● What needs to be done
Your reply should contain every record, restated word for word.

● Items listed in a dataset

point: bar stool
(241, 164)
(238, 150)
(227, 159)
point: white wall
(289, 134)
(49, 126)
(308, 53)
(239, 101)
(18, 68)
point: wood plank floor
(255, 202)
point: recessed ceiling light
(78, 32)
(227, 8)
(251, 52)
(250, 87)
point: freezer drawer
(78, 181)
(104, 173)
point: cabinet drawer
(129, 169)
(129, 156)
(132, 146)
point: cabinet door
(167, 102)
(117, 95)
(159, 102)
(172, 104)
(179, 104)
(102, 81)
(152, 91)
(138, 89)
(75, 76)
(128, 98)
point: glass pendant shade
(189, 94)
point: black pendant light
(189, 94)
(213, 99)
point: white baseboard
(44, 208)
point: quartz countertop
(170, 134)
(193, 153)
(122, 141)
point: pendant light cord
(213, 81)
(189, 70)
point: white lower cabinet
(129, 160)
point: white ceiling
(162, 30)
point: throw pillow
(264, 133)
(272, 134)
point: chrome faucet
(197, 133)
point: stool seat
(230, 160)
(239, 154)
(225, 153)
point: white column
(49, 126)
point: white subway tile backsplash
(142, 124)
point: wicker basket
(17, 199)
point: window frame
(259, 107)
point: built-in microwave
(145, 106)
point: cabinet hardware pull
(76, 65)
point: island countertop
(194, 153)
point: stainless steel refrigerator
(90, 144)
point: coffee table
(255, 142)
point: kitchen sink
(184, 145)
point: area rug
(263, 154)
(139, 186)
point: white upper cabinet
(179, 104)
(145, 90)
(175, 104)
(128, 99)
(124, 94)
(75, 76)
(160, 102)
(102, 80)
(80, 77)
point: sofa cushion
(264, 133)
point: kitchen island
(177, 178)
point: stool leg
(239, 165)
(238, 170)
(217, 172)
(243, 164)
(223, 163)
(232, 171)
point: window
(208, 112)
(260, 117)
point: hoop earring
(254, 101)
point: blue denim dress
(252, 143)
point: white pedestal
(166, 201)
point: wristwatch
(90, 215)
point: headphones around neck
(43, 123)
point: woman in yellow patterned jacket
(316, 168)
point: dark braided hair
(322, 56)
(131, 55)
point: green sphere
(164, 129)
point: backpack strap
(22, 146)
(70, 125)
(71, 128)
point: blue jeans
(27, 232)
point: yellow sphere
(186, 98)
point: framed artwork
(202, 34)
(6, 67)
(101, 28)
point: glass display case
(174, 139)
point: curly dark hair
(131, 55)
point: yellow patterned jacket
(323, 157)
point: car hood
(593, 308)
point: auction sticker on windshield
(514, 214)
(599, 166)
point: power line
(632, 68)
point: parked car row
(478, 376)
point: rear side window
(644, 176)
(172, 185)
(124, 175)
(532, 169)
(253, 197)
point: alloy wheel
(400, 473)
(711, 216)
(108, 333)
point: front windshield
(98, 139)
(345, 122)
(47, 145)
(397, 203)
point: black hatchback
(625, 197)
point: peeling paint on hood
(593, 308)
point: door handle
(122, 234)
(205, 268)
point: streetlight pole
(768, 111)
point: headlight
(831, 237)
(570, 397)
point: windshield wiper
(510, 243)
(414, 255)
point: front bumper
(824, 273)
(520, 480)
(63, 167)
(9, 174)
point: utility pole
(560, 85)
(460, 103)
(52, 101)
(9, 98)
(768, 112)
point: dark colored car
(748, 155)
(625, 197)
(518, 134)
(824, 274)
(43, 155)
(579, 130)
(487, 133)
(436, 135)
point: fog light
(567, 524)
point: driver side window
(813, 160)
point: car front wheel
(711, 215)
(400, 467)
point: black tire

● Task result
point: bar stool
(241, 164)
(238, 150)
(227, 159)
point: white wall
(289, 134)
(49, 126)
(308, 53)
(239, 101)
(18, 68)
point: wood plank floor
(255, 202)
point: recessed ceiling light
(78, 32)
(227, 8)
(251, 52)
(250, 87)
point: freezer drawer
(78, 181)
(104, 173)
point: cabinet drawer
(129, 169)
(129, 156)
(132, 146)
point: cabinet door
(167, 102)
(117, 95)
(159, 102)
(172, 104)
(179, 104)
(102, 81)
(152, 91)
(138, 89)
(75, 76)
(128, 98)
point: glass pendant shade
(189, 94)
point: black pendant light
(189, 94)
(213, 99)
point: white baseboard
(44, 208)
point: quartz countertop
(170, 134)
(193, 153)
(122, 141)
point: pendant light cord
(213, 81)
(189, 70)
point: white lower cabinet
(129, 160)
point: white ceiling
(162, 30)
point: throw pillow
(264, 133)
(272, 134)
point: chrome faucet
(197, 133)
point: stool seat
(230, 160)
(239, 154)
(225, 153)
point: white column
(49, 126)
point: white subway tile backsplash
(142, 124)
point: wicker basket
(17, 199)
point: window frame
(259, 107)
point: built-in microwave
(145, 106)
point: cabinet hardware pull
(76, 65)
point: island countertop
(194, 153)
point: stainless steel refrigerator
(90, 144)
point: coffee table
(255, 142)
point: kitchen sink
(184, 145)
point: area rug
(263, 154)
(139, 186)
point: white upper cabinet
(179, 104)
(145, 90)
(175, 104)
(128, 99)
(124, 94)
(75, 76)
(160, 102)
(102, 80)
(80, 77)
point: sofa cushion
(264, 133)
point: kitchen island
(177, 178)
point: stool leg
(239, 165)
(238, 170)
(217, 172)
(243, 164)
(223, 163)
(232, 171)
point: window
(208, 112)
(260, 117)
point: hoop earring
(254, 101)
point: blue denim dress
(252, 143)
point: white pedestal
(166, 201)
point: wristwatch
(90, 215)
point: headphones around neck
(43, 123)
point: woman in yellow patterned jacket
(316, 168)
point: dark braided hair
(322, 56)
(131, 55)
point: green sphere
(164, 129)
point: backpack strap
(22, 146)
(70, 125)
(71, 128)
point: blue jeans
(27, 232)
point: yellow sphere
(186, 98)
point: framed artwork
(202, 34)
(6, 67)
(101, 28)
point: glass display case
(174, 139)
point: curly dark hair
(131, 55)
point: yellow patterned jacket
(323, 157)
point: car hood
(593, 308)
point: auction sticker on windshield
(514, 214)
(599, 166)
point: power line
(632, 68)
point: parked car row
(478, 376)
point: rear side window
(644, 176)
(172, 185)
(124, 175)
(532, 169)
(253, 197)
point: alloy wheel
(400, 473)
(711, 216)
(108, 333)
point: front windshield
(98, 139)
(345, 122)
(47, 145)
(397, 203)
point: black hatchback
(625, 197)
point: peeling paint on hood
(593, 308)
point: door handle
(122, 234)
(205, 268)
point: streetlight pole
(768, 111)
point: headlight
(831, 237)
(570, 397)
point: windshield wiper
(510, 243)
(414, 255)
point: front bumper
(824, 273)
(520, 480)
(63, 167)
(9, 174)
point: utility pole
(560, 85)
(460, 103)
(52, 101)
(9, 98)
(768, 112)
point: dark colored car
(748, 155)
(625, 197)
(518, 134)
(824, 274)
(43, 155)
(579, 130)
(487, 133)
(436, 135)
point: fog light
(567, 524)
point: driver side window
(813, 160)
point: car front wheel
(711, 215)
(400, 467)
point: black tire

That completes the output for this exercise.